>> START ENTRIES SHOWN

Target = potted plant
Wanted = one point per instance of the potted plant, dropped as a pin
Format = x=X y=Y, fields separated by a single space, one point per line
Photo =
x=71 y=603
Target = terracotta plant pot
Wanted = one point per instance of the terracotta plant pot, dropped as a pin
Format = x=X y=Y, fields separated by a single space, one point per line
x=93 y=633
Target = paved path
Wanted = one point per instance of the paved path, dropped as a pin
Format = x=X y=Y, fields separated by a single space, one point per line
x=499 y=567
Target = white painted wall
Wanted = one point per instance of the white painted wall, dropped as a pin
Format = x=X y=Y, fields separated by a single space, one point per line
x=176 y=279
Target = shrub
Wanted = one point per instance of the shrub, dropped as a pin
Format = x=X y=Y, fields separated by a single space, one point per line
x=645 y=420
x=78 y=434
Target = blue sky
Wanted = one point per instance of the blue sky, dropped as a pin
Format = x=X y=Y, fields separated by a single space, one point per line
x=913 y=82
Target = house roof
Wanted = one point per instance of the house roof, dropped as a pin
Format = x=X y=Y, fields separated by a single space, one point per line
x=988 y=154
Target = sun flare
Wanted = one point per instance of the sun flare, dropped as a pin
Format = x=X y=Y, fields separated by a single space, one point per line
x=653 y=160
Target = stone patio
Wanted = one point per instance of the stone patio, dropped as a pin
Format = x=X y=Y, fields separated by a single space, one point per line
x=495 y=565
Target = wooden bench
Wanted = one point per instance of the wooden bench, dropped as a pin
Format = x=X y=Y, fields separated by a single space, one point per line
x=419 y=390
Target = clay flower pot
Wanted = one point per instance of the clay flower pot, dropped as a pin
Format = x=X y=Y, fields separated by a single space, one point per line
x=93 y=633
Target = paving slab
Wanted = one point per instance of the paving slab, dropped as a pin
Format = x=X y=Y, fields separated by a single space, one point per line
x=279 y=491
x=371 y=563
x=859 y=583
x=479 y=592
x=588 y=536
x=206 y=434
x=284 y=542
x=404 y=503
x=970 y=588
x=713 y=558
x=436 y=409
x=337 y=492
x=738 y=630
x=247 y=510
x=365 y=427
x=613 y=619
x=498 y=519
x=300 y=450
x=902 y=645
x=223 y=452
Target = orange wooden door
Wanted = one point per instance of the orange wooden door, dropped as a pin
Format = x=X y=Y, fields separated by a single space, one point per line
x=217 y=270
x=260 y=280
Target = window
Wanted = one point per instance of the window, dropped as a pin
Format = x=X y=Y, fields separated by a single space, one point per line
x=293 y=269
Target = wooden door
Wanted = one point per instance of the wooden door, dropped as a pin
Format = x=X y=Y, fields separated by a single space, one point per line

>> END ENTRIES SHOWN

• [EXERCISE DETAILS]: All of the entries above should be written out again exactly.

• [EXPECTED ANSWER]:
Target = potted plant
Wanted = one point per instance of the potted plant, dropped as a pin
Format = x=X y=Y, fields separated by a single space, one point per line
Photo =
x=71 y=603
Target = terracotta plant pot
Wanted = one point per instance of the terracotta plant pot, dropped as a pin
Format = x=X y=Y, fields separated by a single space, one point per line
x=93 y=633
Target = paved path
Wanted = one point per instance of the paved path, dropped as a pin
Format = x=X y=Y, fields separated by a single space, one point per line
x=499 y=567
Target = white painted wall
Wanted = one point per instance of the white painted wall, dropped as a pin
Format = x=X y=Y, fields separated by a single space, one point per line
x=176 y=279
Target = shrub
Wanted = one point per instance of the shrub, dropped as a pin
Format = x=X y=Y, fields separated by a single space, one point per line
x=645 y=420
x=78 y=434
Target = blue sky
Wanted = one point per instance of the blue sky, dropped as a pin
Format = x=X y=Y, fields separated by a single space, one point per line
x=913 y=82
Target = house roof
Wanted = one point per instance of the house roof, dropped as a pin
Format = x=X y=Y, fields separated by a single space, one point per line
x=988 y=154
Target = sun flare
Wanted = one point per instance of the sun flare, dropped as a pin
Format = x=X y=Y, fields separated by a single space, one point per line
x=653 y=160
Target = stone patio
Wanted = one point per instance of the stone patio, dropped as a pin
Format = x=X y=Y, fields separated by a single space, one point per line
x=495 y=565
Target = wooden bench
Wanted = one point per instance of the wooden bench, dropped as a pin
Format = x=X y=Y, fields separated by a single space, one point per line
x=419 y=390
Target = clay flower pot
Wanted = one point per instance of the clay flower pot, dropped as a pin
Format = x=X y=Y, fields separated by a single space, one point per line
x=93 y=633
Target = paving slab
Wanted = one point per instance of the paving slab, dropped as a pin
Format = x=X y=Y, fields separated by a single space, one point per line
x=279 y=491
x=371 y=563
x=859 y=583
x=479 y=592
x=588 y=536
x=206 y=434
x=284 y=542
x=404 y=503
x=970 y=588
x=713 y=558
x=436 y=409
x=337 y=492
x=738 y=630
x=247 y=510
x=365 y=427
x=613 y=619
x=498 y=519
x=300 y=450
x=902 y=645
x=223 y=452
Target = orange wooden door
Wanted = one point per instance of the orange wooden door, dropped as a pin
Format = x=X y=Y, fields separated by a single space, one point per line
x=217 y=270
x=260 y=280
Target = window
Wanted = one point per instance of the window, dropped as a pin
Format = x=X y=Y, fields separated by a single space, one point per line
x=293 y=269
Target = wooden door
Wanted = one point per instance of the wooden door, dropped as a pin
Format = x=X y=Y, fields separated by a single space, one point per line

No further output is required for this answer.